The task:
Return the following from the records below: each line, word for word, starting with the line that contains "Target: concrete wall" and going on through the line that contains "Target: concrete seam line", with nothing outside that range.

Data provided:
--*--
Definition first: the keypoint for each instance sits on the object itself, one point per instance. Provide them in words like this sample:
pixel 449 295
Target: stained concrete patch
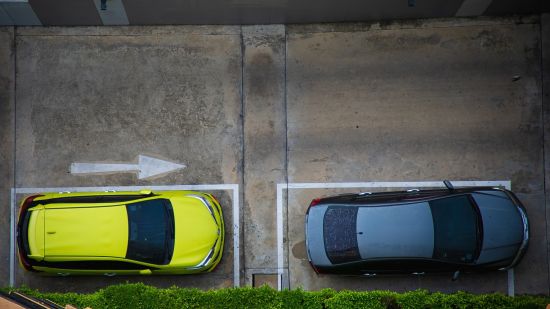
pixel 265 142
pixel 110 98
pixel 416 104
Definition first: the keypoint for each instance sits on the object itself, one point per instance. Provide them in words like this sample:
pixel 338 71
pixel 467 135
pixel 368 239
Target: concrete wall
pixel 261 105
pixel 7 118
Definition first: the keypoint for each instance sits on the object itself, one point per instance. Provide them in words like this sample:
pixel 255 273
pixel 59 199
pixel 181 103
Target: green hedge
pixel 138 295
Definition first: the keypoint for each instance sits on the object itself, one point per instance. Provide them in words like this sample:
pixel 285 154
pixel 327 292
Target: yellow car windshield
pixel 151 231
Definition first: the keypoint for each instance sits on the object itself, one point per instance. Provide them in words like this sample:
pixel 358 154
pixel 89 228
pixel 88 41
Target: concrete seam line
--*--
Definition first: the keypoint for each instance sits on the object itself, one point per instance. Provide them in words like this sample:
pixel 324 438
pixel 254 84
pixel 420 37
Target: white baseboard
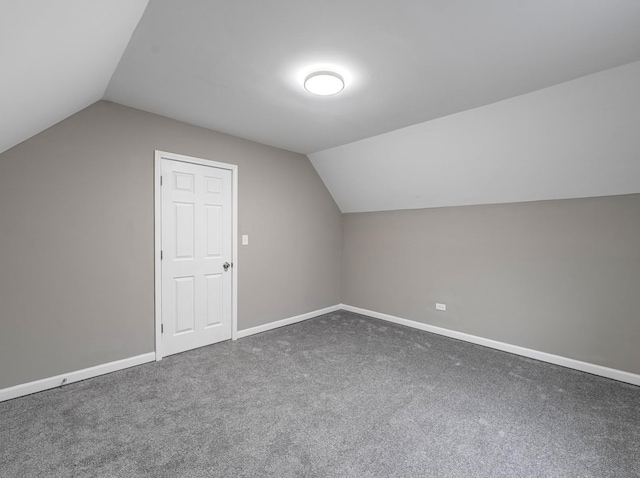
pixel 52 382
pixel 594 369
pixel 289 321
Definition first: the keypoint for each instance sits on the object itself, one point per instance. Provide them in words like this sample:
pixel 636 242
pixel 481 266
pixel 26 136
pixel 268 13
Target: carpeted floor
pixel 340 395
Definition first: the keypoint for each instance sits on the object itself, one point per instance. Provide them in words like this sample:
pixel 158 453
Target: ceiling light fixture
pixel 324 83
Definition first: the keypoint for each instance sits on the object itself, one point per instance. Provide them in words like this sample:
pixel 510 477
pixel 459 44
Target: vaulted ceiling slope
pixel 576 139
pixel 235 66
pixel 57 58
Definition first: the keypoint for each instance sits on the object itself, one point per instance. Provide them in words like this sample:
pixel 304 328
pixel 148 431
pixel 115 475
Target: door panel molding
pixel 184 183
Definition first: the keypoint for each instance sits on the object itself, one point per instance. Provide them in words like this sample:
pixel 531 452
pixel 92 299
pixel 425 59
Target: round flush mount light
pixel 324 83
--*--
Answer section:
Target: concrete wall
pixel 261 105
pixel 7 118
Definition first: the keypoint for each instance sits on the object itself, one point per instance. Provide them in words like this sample:
pixel 255 273
pixel 59 199
pixel 181 103
Target: green hedge
pixel 138 295
Definition first: the keypoint for each instance sits on the object itself, one point per instance. Provide them in words like this sample:
pixel 285 154
pixel 327 292
Target: yellow car windshield
pixel 151 231
Definition first: the keypoint for each instance sits on the object itself, one point per instance. Provide them in words like this sample:
pixel 358 154
pixel 89 228
pixel 88 41
Target: concrete seam line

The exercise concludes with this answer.